Stated problem: Rewrite the listing from its first line through the line containing "(23, 77), (88, 90)", replacing "dirt road" with "gravel track" and keeping everything else unchanged.

[Entries from an annotation dataset]

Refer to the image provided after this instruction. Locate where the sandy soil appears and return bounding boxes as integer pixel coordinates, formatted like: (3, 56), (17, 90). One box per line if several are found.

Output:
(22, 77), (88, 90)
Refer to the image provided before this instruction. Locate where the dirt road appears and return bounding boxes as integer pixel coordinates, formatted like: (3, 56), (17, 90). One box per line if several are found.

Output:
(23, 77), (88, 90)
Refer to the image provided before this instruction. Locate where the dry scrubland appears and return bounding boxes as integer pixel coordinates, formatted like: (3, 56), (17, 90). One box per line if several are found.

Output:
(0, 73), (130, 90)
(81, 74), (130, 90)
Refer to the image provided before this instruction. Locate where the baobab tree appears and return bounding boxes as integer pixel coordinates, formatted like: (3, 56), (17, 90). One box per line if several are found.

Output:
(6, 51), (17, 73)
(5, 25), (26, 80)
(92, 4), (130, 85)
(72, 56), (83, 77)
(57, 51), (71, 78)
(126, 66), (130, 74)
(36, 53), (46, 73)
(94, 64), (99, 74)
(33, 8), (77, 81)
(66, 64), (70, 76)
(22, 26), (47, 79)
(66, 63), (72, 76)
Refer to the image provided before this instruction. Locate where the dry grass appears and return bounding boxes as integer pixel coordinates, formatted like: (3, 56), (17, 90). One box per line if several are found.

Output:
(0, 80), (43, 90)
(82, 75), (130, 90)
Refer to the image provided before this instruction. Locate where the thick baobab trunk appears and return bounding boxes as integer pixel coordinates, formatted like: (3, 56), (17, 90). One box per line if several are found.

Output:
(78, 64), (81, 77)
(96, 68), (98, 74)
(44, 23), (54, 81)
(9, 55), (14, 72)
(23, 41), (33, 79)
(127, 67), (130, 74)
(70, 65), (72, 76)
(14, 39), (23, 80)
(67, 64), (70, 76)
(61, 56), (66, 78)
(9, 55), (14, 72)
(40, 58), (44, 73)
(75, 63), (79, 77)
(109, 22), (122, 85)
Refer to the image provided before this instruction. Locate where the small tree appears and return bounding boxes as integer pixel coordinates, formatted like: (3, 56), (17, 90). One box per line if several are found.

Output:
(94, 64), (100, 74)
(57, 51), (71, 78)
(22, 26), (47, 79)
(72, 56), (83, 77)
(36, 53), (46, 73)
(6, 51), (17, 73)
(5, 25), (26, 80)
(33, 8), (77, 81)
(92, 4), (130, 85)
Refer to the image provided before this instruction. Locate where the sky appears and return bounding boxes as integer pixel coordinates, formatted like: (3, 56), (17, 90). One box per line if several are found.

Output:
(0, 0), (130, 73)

Finished task:
Refer to the image provided after this instruction. Locate where the sandy soil appears and return bounding boxes as integer pixel coordinates, formatted like: (3, 56), (17, 90). One box per line if several are found.

Output:
(22, 77), (88, 90)
Refer to the image provided before this instruction. Locate where the gravel track appears and return bounding boxes as integer pixel coordinates, formatted like: (3, 56), (17, 90). One box per line if several are found.

Output:
(23, 77), (88, 90)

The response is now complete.